→ Requirements
Reproduce the records as a numbered list, from the line containing "Task: pick out slender" to the line containing "<point>863,553</point>", including both of those lines and omitting any blank lines.

→ Source data
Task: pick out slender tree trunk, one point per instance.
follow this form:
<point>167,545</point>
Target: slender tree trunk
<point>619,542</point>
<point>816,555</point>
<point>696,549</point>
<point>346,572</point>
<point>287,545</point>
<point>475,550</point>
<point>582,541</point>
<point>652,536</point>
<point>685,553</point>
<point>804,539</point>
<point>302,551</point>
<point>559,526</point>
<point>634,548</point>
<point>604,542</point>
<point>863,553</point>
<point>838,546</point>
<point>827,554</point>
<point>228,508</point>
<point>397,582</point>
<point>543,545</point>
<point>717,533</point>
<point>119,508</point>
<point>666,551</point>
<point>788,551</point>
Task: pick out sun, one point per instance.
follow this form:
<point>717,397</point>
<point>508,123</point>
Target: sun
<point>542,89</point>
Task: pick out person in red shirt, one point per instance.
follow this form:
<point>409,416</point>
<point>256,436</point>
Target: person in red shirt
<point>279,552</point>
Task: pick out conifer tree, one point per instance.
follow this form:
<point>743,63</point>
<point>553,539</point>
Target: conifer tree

==

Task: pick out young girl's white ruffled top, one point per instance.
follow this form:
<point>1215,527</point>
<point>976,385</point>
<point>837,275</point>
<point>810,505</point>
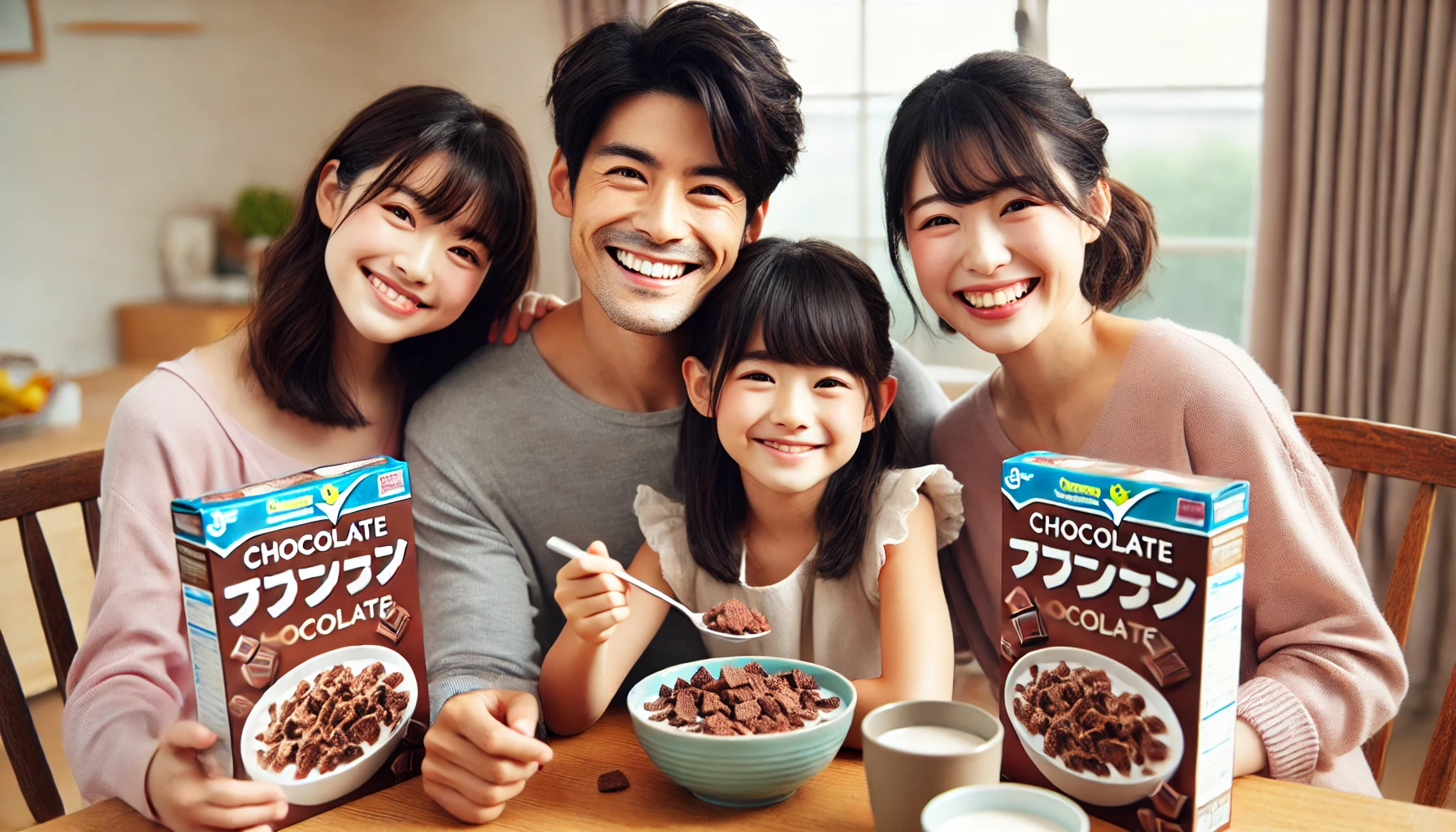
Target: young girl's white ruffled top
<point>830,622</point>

* * *

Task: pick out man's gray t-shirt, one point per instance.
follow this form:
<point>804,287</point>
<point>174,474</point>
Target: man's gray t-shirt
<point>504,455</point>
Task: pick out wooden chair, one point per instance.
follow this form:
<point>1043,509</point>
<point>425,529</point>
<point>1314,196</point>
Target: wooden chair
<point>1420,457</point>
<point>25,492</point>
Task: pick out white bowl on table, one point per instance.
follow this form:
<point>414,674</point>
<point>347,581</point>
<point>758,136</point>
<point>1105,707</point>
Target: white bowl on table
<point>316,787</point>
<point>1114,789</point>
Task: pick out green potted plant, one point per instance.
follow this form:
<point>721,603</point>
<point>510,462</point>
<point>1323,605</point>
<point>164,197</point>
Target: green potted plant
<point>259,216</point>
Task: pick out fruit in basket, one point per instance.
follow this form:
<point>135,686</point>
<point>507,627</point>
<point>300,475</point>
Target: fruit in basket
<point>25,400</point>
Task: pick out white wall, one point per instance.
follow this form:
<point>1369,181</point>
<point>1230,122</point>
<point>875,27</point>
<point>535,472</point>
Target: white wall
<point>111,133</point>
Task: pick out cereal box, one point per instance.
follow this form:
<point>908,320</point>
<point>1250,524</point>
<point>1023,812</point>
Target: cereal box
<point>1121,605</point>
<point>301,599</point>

→ Worked solution
1. Task: pick out slender tree trunk, one point per instance.
2. follow this form:
3. <point>167,545</point>
4. Target: slender tree trunk
5. <point>619,542</point>
6. <point>816,555</point>
7. <point>696,549</point>
8. <point>346,572</point>
9. <point>287,545</point>
10. <point>475,550</point>
11. <point>582,541</point>
12. <point>652,536</point>
13. <point>685,553</point>
14. <point>804,539</point>
15. <point>302,551</point>
16. <point>559,526</point>
17. <point>634,548</point>
18. <point>604,542</point>
19. <point>863,553</point>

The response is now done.